WHAT THE TASK REQUIRES: Render the stretch of the records from the line containing "Task: place one keypoint on every instance of the curly" through the end as a Markdown table with the columns Row and Line, numbering each row and leaving out blank lines.

PROVIDED INFORMATION:
━━━━━━━━

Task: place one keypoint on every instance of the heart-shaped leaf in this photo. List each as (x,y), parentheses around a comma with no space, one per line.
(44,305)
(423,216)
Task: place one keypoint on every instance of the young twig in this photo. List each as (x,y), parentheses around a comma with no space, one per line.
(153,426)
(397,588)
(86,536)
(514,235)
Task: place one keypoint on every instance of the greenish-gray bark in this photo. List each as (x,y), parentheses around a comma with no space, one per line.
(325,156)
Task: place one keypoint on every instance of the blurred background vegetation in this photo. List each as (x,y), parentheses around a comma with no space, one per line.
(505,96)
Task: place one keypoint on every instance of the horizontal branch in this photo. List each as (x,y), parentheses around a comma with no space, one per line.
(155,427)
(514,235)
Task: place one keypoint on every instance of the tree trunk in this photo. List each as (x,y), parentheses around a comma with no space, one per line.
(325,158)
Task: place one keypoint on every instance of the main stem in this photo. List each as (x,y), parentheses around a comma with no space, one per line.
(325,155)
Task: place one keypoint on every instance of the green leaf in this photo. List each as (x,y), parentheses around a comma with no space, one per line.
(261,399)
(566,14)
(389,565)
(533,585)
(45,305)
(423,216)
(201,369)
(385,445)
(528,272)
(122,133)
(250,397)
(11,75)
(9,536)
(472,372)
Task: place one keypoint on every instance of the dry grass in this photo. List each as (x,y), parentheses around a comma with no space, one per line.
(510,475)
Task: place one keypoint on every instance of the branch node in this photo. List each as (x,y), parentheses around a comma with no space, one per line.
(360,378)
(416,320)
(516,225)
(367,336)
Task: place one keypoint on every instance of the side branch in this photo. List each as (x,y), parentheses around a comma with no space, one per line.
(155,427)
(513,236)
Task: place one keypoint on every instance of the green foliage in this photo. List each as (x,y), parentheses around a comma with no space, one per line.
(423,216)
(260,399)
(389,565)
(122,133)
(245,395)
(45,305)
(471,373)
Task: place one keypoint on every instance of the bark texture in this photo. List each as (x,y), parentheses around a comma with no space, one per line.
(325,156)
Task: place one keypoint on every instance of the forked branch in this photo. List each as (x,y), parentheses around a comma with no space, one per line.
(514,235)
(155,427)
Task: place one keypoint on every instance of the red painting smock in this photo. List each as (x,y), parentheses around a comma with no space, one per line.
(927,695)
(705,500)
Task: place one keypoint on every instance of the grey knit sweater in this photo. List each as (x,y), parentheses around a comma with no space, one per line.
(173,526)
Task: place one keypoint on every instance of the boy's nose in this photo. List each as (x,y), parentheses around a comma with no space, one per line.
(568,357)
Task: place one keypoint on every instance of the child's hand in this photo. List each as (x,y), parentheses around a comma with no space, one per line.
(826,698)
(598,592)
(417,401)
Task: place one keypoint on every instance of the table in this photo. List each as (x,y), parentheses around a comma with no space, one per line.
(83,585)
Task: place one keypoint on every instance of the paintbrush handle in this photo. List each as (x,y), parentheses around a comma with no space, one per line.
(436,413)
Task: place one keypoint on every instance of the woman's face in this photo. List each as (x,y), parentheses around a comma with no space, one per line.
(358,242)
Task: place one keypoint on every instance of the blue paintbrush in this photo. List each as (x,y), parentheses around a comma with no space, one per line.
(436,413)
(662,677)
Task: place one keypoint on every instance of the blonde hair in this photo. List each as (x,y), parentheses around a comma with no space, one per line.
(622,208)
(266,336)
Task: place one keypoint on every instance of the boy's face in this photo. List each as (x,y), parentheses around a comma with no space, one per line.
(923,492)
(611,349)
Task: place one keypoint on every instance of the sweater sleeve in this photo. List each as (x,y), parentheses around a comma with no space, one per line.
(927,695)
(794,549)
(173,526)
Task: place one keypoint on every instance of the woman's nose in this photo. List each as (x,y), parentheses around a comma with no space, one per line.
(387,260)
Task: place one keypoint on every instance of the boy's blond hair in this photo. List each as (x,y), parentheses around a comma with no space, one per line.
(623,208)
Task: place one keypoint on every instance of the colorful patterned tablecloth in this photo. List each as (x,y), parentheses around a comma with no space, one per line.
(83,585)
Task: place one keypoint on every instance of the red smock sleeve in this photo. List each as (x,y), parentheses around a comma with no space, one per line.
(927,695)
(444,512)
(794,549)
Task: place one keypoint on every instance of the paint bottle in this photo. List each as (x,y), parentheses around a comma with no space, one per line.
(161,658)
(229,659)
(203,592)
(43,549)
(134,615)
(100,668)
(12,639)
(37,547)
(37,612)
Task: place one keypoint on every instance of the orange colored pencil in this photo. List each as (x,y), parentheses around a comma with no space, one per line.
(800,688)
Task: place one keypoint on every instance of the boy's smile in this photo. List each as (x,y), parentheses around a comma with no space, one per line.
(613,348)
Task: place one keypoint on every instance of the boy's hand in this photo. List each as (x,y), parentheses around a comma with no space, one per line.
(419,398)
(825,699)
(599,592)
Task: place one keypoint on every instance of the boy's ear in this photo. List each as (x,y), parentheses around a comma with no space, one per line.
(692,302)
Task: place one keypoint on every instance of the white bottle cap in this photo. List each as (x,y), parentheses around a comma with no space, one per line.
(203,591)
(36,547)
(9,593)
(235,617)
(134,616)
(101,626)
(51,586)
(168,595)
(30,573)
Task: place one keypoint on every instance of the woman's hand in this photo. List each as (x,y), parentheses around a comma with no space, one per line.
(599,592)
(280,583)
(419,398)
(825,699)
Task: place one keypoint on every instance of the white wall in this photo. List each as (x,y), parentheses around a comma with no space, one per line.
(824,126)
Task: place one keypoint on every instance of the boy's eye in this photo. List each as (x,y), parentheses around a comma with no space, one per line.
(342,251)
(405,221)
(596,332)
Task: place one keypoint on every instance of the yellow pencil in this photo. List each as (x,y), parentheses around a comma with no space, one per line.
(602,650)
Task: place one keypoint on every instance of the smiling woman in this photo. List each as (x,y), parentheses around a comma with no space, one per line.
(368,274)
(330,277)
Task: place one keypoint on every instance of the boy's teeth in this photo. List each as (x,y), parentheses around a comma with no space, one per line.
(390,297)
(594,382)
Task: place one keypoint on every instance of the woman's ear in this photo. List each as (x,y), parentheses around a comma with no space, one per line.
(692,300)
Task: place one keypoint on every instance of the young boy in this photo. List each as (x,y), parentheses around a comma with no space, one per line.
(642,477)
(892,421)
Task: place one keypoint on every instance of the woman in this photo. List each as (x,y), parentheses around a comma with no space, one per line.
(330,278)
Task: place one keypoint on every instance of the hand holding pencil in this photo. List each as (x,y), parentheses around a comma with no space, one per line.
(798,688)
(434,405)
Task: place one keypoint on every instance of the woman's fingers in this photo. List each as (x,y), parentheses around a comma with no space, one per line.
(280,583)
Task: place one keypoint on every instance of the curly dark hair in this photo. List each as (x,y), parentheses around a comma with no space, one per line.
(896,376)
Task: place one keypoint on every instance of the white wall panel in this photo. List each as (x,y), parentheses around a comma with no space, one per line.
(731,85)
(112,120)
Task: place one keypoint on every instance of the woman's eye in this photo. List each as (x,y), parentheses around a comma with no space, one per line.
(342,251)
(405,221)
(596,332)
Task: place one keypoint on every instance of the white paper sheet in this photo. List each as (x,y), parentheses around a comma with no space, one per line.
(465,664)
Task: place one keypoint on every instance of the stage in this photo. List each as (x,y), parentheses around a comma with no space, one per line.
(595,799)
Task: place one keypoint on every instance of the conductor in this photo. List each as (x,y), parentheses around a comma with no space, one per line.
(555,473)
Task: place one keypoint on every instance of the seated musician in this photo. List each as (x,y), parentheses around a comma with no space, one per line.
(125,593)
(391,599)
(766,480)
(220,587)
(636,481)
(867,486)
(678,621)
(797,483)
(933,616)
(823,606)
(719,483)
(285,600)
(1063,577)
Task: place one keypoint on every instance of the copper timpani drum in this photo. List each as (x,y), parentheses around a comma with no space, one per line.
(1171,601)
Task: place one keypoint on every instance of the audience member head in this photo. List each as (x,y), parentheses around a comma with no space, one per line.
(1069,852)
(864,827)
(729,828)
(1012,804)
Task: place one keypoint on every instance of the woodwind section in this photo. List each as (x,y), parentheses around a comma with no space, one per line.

━━━━━━━━

THE OUTPUT:
| Row | Line |
|---|---|
| 1 | Task: place one keypoint on every instance of the curly dark hair in this photo. List each as (x,y), parentheses around a comma with no space, one per line. |
| 2 | (896,376) |
| 3 | Task: place one keypoint on every instance of the white wall panel in this photo. List each as (x,y), parentheses around a comma with no space, one per line. |
| 4 | (731,85) |
| 5 | (112,120) |
| 6 | Task: place one keypoint on every instance of the woman's eye in this photo. List each as (x,y), parentheses around a comma with no space, one per line. |
| 7 | (342,251) |
| 8 | (405,221) |
| 9 | (596,332) |
| 10 | Task: place one keypoint on every instance of the white paper sheet in this photo. List each as (x,y), parentheses around a comma with no space, one per line. |
| 11 | (465,664) |
| 12 | Task: place one keypoint on every instance of the stage in this photo. List each as (x,y), parentheses around a comma with no space, one per line. |
| 13 | (595,799) |
| 14 | Task: place one keypoint on every instance of the conductor in this photo. List each as (x,y), parentheses around a comma with no space, one per line. |
| 15 | (555,473) |
| 16 | Task: place one keypoint on every instance of the seated musician in this photo. List each as (x,y), parentheses around a comma with no space, one per line. |
| 17 | (125,593) |
| 18 | (391,599) |
| 19 | (766,480) |
| 20 | (220,587) |
| 21 | (636,481) |
| 22 | (867,486) |
| 23 | (678,621) |
| 24 | (797,483) |
| 25 | (933,616) |
| 26 | (823,606) |
| 27 | (719,483) |
| 28 | (285,600) |
| 29 | (1063,577) |
| 30 | Task: place one keypoint on every instance of the copper timpani drum in this photo. List each as (x,y), parentheses around a comma with no space, one per line. |
| 31 | (1171,601) |
| 32 | Task: place one keypoint on every instance of the audience member head in this photo. List each as (x,y), parentheses around a comma with no space, one per line. |
| 33 | (1069,852) |
| 34 | (864,827) |
| 35 | (729,828) |
| 36 | (1012,804) |
| 37 | Task: place one keypoint on every instance of the woodwind section in this photo. List each as (x,y), parentheses around a comma with no space, one per line. |